*Textauszug*:
---*---

Im Podiumsgespräch wurde zunächst die Frage diskutiert, warum Elser lange Zeit bei der Würdigung des Widerstands außen vor geblieben sei. Blasius erklärte, Elser habe keine „Lobby“ gehabt. Peter Steinbach etwa, der Leiter der „Gedenkstätte deutscher Widerstand“, habe sich bei der Gründung der Gedenkstätte für eine „ganz andere Klientel“ interessiert, vornehmlich Stauffenberg und dessen Familie. In der DDR wiederum habe man lediglich den kommunistischen Widerstand gegen den Nationalsozialismus gewürdigt. Laut Maier handelten Kommunisten im Verständnis der DDR stets gemeinsam. Der Einzelgänger Elser sei daher suspekt erschienen.

Die Diskussionsteilnehmer drückten für Elsers Tat höchsten Respekt aus. THOMAS SCHNABEL (Stuttgart) attestierte Elser einen „klaren moralischen Kompass“. Auch habe es sich um einen typisch „schwäbischen“ Widerstandskämpfer gehandelt: Elser habe allein über die Situation gegrübelt und dann seinen Entschluss gefasst. Beim Bau der Bombe habe er sich als schwäbischer Tüftler gezeigt und sein Vorhaben als schwäbischer „Dickschädel“ auch durchgezogen. Die Diskussionsteilnehmer waren sich jedoch auch einig, dass man Elser nicht zu einem „weißen Ritter“ stilisieren sollte. Schnabel betonte, die Menschen des Widerstandes seien Menschen und keine Heiligen und gerade deswegen auch heute noch interessant und bewundernswert.

Intensiv wurde darüber diskutiert, was genau unter „Widerstand“ zu verstehen sei. Blasius sprach sich für eine sehr enge Definition aus. Unter Widerstand seien vor allem „Aktionen, die auf den Sturz eines Regimes hinführen“ zu verstehen. Schnabel meinte, Tugenden, „die man immer einfordern sollte“, etwa Zivilcourage im Alltag, könnten nicht mit Widerstand gegen eine Diktatur gleichgesetzt werden.

Zum Schluss verglich die Runde den Widerstand gegen das NS-Regime mit jenem gegen die SED-Diktatur in Ostdeutschland. Prinzipiell sei Widerstand in der DDR schwerer gewesen als im Dritten Reich, da die Überwachung weit flächendeckender gewesen sei. Die Stasi habe eine sehr viel kleinere Bevölkerung mit deutlich mehr Personal überwacht als die Gestapo im Dritten Reich. Schnabel bemerkte andererseits, dass das DDR-Regime viel unpopulärer gewesen sei als Hitler und seine Gefolgsleute. Der aktive Widerstand in Ostdeutschland habe demnach im Sinne der – zumindest unterschwelligen – Mehrheitsmeinung der Bevölkerung gehandelt. Die Gegner des Nationalsozialismus hätten hingegen auf keine – auch nur insgeheimen – Sympathien seitens der mehrheitlich regimefreundlichen Bevölkerung hoffen können. Schnabel betonte schließlich, dass die beiden Diktaturen nicht vergleichbar seien, was die Dimensionen des Terrors angehe. Letztlich hätten die Oppositionellen im Dritten Reich einem weit grausameren Regime gegenübergestanden.

---*---

*Aufgabenstellung 1*:
Entnimm den Einträgen den Abschnitt von der Zeile, die „Where can the black“ enthält, bis einschließlich der Zeile, die „<point>473,39</point>“ enthält, und gib diese Zeilen unverändert wieder.
Der Textauszug und die Einträge haben inhaltlich nichts miteinander zu tun.

---*---

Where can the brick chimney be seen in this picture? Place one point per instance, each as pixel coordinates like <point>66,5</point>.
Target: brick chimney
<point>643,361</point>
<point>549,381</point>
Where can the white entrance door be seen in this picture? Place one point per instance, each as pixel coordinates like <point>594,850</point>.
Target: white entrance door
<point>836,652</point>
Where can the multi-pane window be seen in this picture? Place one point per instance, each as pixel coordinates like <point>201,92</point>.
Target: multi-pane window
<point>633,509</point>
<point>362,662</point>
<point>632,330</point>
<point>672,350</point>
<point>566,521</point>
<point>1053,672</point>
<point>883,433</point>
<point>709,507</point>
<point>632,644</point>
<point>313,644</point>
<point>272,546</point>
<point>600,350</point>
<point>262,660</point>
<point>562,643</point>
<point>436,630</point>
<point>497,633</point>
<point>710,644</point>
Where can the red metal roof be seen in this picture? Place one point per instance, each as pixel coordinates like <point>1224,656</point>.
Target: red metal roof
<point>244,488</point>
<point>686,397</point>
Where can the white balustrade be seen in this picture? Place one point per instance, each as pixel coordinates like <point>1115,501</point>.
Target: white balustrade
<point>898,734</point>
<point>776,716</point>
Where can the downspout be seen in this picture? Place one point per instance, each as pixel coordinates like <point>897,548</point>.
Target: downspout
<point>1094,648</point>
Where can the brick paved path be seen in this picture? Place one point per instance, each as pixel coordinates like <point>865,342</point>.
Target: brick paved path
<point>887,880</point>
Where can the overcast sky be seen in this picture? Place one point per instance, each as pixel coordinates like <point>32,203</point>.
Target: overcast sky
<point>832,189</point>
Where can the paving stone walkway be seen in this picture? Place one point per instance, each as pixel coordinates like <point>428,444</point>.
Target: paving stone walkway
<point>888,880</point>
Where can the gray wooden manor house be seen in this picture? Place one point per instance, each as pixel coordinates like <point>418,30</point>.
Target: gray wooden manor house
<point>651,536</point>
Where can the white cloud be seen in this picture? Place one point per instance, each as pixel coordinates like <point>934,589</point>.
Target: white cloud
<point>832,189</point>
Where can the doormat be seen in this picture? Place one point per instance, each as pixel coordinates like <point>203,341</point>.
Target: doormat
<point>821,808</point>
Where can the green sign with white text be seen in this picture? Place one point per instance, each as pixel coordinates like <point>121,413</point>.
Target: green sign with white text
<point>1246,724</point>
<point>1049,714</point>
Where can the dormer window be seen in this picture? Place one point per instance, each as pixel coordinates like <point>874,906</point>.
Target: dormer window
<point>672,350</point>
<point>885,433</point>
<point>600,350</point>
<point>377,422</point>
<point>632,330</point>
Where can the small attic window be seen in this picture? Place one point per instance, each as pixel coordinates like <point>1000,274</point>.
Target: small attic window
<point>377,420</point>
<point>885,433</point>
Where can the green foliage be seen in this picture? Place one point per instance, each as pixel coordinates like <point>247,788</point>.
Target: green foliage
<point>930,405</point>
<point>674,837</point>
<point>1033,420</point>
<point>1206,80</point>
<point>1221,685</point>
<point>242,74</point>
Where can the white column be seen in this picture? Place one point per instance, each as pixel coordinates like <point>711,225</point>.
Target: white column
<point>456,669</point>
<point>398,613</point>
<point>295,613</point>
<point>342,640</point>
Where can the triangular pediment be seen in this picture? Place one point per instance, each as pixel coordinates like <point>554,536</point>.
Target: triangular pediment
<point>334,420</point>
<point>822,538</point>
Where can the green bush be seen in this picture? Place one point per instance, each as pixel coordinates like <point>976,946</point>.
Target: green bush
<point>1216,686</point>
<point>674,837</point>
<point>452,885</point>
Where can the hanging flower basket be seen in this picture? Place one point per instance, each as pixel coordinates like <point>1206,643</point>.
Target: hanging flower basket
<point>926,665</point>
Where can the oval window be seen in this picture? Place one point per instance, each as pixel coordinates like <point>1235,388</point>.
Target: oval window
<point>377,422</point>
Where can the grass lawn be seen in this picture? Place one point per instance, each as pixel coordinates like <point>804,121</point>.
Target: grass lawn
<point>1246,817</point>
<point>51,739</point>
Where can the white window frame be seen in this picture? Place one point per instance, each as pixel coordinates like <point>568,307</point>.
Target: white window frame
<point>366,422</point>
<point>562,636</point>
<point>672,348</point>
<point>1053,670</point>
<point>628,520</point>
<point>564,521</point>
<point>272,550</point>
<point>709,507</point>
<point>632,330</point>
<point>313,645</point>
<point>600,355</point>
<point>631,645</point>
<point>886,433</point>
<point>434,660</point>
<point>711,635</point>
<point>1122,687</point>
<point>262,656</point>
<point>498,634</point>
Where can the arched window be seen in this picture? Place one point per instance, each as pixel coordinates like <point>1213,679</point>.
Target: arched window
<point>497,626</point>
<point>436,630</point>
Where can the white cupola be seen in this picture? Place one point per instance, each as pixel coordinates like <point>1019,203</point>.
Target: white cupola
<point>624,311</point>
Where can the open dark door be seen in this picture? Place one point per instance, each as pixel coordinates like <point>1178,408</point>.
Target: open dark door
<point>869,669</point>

---*---

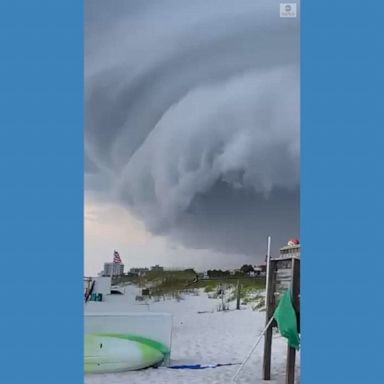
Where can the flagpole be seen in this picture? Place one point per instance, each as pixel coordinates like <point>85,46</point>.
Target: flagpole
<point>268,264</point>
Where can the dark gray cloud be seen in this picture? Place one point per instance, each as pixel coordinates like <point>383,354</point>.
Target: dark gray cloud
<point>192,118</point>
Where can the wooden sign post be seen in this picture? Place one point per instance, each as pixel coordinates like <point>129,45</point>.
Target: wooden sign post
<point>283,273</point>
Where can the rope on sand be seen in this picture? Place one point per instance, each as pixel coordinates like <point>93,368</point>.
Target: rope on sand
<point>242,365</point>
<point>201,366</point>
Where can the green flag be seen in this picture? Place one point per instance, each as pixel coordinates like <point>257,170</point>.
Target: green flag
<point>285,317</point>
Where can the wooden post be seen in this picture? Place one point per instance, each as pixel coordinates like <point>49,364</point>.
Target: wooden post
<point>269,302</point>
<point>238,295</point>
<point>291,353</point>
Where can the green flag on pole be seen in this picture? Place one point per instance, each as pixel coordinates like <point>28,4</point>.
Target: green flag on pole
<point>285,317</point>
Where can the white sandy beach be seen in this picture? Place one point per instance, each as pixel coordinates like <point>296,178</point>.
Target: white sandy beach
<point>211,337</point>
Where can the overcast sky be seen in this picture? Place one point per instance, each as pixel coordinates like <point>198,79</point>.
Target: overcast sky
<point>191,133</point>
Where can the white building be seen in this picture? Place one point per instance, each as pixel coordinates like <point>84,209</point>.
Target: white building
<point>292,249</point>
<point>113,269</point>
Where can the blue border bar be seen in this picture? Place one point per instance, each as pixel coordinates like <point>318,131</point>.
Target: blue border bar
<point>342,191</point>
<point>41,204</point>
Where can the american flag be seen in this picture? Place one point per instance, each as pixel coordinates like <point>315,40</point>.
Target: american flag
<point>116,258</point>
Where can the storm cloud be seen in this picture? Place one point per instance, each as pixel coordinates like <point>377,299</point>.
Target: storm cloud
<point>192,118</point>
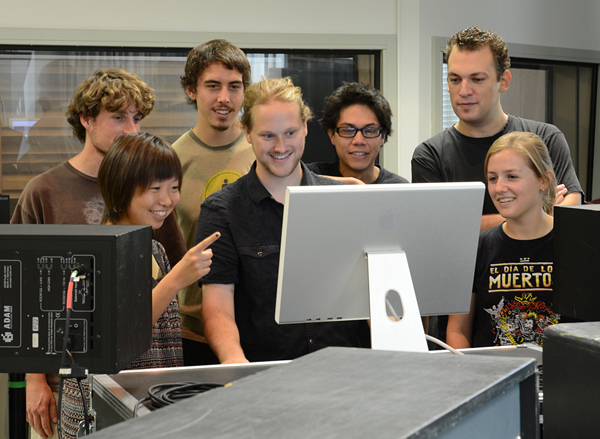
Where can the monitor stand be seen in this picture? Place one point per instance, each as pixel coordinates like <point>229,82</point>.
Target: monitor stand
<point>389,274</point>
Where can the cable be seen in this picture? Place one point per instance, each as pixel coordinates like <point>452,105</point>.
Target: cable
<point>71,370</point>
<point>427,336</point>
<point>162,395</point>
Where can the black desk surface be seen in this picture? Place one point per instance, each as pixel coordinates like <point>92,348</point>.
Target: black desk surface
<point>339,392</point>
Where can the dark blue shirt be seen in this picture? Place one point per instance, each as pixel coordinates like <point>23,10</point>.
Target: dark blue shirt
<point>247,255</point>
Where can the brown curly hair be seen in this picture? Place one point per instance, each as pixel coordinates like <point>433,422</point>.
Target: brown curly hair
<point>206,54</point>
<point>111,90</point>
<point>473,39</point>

---*---

*Aufgabenstellung 2*:
Für wen hat sich Peter Steinbach laut dem Textauszug über das Podiumsgespräch zu Elser bei der Gründung der Gedenkstätte vornehmlich interessiert?

*Korrekte Lösung 1*:
Where can the black desk surface be seen in this picture? Place one point per instance, each as pixel coordinates like <point>92,348</point>.
Target: black desk surface
<point>339,392</point>
Where can the dark blue shirt be seen in this picture? Place one point per instance, each as pixel coordinates like <point>23,10</point>.
Target: dark blue shirt
<point>247,255</point>
Where can the brown curly hair be seen in this picture? Place one point per instance, each as pixel coordinates like <point>433,422</point>.
Target: brown curly hair
<point>206,54</point>
<point>111,90</point>
<point>473,39</point>

*Korrekte Lösung 2*:
Vornehmlich für Stauffenberg und dessen Familie.